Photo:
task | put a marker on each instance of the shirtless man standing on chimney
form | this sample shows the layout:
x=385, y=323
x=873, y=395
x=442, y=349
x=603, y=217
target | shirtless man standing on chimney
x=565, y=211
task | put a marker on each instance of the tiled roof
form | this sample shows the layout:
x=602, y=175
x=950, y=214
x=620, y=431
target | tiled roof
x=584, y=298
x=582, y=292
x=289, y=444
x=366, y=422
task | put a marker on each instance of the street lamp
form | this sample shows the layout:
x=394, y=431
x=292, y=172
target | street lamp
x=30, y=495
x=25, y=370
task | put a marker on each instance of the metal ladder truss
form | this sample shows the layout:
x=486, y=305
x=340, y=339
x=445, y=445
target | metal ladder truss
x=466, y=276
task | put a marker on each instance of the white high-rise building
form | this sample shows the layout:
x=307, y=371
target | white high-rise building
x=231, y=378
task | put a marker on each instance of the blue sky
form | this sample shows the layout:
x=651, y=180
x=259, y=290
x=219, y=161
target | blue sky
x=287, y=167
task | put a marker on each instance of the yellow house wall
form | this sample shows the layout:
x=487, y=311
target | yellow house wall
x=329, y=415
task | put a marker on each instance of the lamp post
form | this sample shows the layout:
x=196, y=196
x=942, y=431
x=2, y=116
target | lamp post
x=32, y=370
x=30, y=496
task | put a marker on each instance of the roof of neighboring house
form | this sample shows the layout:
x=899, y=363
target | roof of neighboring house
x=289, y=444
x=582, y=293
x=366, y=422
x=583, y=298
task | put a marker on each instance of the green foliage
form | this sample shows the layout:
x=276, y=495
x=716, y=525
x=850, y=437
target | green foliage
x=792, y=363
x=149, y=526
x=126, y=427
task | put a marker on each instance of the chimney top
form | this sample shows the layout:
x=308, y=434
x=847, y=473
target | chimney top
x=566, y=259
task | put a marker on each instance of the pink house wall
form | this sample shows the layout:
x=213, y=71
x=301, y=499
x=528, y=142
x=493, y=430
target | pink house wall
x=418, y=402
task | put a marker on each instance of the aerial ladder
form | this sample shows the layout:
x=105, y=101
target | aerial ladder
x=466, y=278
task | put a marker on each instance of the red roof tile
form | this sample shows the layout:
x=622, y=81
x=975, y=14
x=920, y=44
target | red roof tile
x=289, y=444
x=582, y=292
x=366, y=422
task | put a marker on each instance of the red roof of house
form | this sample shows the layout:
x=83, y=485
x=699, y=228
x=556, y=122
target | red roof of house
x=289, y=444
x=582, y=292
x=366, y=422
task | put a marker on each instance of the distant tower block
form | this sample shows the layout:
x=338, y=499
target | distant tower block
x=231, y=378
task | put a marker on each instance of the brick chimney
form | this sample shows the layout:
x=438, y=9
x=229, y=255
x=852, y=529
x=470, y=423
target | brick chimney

*****

▶ THE TASK: Find the line that contains "task | put a marker on each instance of the roof". Repeat it and every line after it, exactly as written, up to and including the last line of the records above.

▶ CORRECT ANSWER:
task | put a marker on each instance of the roof of neighboring house
form | this sample shows the layout:
x=899, y=363
target | roof of neighboring house
x=289, y=444
x=582, y=293
x=366, y=422
x=583, y=298
task | put a marker on each instance of the green foliage
form | this sample shows the layout:
x=276, y=495
x=716, y=525
x=850, y=437
target | green foliage
x=792, y=363
x=149, y=526
x=126, y=427
task | put a marker on each instance of the chimney top
form | this sample shows the layout:
x=308, y=434
x=847, y=473
target | chimney top
x=566, y=259
task | put a marker on each instance of the pink house wall
form | this sample shows the layout:
x=213, y=71
x=301, y=499
x=528, y=142
x=493, y=430
target | pink house wall
x=418, y=402
task | put a marker on each instance of the aerial ladder
form | this sample shows the layout:
x=105, y=101
target | aerial ladder
x=466, y=278
task | put a marker on each instance of the red roof tile
form | this sample shows the layout:
x=622, y=81
x=975, y=14
x=920, y=44
target | red roof tile
x=289, y=444
x=582, y=292
x=366, y=422
task | put a marker on each instance of the red roof of house
form | this sample shows the layout:
x=83, y=485
x=699, y=228
x=556, y=122
target | red roof of house
x=289, y=444
x=582, y=292
x=366, y=422
task | put a marker on each instance of the distant tower block
form | this sample shows the layout:
x=338, y=499
target | distant tower block
x=231, y=378
task | put a marker on each instance of the brick chimney
form | this sample shows the layout:
x=438, y=9
x=229, y=255
x=852, y=529
x=470, y=423
target | brick chimney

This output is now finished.